Prompt A ▸ Find every row below that contains the string "horse", treating case as significant, and copy each such row in full.

Extract ▸
• • •

We believe that there is a more adequate approach, which consists of some kind of pre-processing of the artworks in order to extract relevant features, which can then be used as an input for the adaptive part of the system. This reduces the amount of information that has to be processed.


The proposed AAC architecture (roughly outlined in Fig. 1) includes two modules: the feature extractor and the evaluator. Each module has a concrete and different purpose. The feature extractor performs an analysis of the artwork and provides a set of relevant features to the evaluator. The evaluator makes an assessment of the artwork based on the previously extracted features.


The features extractor module performs two specific tasks:  perception and analysis.


During the perception task the system builds some kind of internal representation of the artwork. Then, in the analysis task, this representation is analyzed and provides a set of relevant measurements. While this partition between perception and analysis is mainly conceptual, the idea behind it is that, in a first stage, the features extractor acquires information about domain-specific parameters which are then analyzed.


The internal representation is not constrained, nor are the techniques used on the feature extractor.


The evaluator module is an adaptive system that accepts, as an input, the features measurements carried out by the previous module, and processes this input so as to obtain, as an output, an assessment of the artwork.

• • •

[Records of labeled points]
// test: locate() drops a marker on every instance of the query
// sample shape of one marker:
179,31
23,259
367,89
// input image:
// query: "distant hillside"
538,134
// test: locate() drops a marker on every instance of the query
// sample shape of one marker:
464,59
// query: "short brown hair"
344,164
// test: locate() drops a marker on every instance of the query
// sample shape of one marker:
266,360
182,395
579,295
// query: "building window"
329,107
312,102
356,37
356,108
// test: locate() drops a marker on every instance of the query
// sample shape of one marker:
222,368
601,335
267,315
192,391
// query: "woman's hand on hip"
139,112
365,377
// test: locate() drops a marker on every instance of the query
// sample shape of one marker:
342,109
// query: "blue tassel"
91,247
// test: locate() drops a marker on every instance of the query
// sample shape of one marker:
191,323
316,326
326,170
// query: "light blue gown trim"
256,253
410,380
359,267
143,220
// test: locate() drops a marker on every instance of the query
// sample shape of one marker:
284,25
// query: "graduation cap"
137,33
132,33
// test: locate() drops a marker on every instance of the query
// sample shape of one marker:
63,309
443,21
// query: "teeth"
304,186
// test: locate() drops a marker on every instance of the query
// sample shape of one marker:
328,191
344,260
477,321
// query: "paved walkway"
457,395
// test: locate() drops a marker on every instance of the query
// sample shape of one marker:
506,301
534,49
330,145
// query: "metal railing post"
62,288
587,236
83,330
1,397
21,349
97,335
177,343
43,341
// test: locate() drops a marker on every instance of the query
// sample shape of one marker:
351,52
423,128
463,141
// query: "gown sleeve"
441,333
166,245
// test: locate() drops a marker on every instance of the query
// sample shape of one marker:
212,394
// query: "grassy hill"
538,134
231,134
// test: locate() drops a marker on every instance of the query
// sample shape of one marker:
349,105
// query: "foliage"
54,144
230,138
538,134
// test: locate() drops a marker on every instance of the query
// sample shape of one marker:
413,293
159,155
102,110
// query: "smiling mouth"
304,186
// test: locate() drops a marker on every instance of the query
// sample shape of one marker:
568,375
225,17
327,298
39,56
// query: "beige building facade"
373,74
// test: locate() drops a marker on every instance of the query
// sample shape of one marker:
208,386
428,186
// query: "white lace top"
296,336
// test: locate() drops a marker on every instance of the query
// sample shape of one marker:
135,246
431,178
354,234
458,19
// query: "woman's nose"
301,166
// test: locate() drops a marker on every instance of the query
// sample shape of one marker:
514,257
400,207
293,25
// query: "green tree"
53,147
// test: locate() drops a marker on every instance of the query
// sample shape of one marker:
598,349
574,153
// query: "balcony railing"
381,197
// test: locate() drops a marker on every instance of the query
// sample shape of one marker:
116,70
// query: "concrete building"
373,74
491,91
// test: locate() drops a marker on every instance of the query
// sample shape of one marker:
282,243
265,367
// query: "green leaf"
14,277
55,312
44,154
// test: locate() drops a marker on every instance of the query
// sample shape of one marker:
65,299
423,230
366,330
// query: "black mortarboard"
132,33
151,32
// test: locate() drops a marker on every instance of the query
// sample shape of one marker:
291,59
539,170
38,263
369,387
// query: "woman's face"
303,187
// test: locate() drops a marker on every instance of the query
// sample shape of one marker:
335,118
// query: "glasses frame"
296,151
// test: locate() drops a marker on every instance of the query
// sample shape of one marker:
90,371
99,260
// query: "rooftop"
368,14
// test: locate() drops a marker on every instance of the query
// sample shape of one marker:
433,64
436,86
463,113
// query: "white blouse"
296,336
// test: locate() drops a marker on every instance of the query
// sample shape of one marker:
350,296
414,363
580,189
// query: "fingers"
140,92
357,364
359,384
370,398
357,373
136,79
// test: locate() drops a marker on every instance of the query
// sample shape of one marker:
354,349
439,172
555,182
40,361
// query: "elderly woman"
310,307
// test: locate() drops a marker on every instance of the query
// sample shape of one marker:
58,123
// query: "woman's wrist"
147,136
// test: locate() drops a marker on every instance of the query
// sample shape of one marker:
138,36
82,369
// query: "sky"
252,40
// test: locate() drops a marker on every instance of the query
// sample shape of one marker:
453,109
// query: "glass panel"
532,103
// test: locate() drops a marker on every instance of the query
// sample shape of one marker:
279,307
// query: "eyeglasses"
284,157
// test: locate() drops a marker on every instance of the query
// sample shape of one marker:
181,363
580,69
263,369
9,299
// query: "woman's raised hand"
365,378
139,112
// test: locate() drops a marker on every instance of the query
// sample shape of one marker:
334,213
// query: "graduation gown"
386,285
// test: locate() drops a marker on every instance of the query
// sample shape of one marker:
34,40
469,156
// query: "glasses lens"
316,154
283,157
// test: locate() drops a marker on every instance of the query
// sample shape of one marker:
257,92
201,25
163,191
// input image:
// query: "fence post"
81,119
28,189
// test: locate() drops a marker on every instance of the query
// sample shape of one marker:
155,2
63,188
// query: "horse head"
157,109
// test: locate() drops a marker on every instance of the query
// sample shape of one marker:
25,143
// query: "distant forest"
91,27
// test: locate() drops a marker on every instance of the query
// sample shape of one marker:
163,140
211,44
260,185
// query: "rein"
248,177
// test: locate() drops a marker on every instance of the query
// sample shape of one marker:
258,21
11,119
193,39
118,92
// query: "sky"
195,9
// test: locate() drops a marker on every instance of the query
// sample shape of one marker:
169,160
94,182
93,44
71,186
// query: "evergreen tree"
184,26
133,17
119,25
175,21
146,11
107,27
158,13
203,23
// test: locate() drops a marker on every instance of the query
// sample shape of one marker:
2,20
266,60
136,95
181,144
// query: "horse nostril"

• • •

Prompt B ▸
Using the passage on the proposed architecture, decide whether each statement agrees with it. Answer yes or no and quote the words that settle it.
(i) The feature extractor is the module that assesses the artwork.
(ii) The evaluator module is an adaptive system.
(iii) The internal representation built during perception is constrained.

Written solution A ▸
// query: "horse head"
// query: "horse nostril"

Written solution B ▸
(i) No: "The evaluator makes an assessment of the artwork based on the previously extracted features."
(ii) Yes: "The evaluator module is an adaptive system"
(iii) No: "The internal representation is not constrained"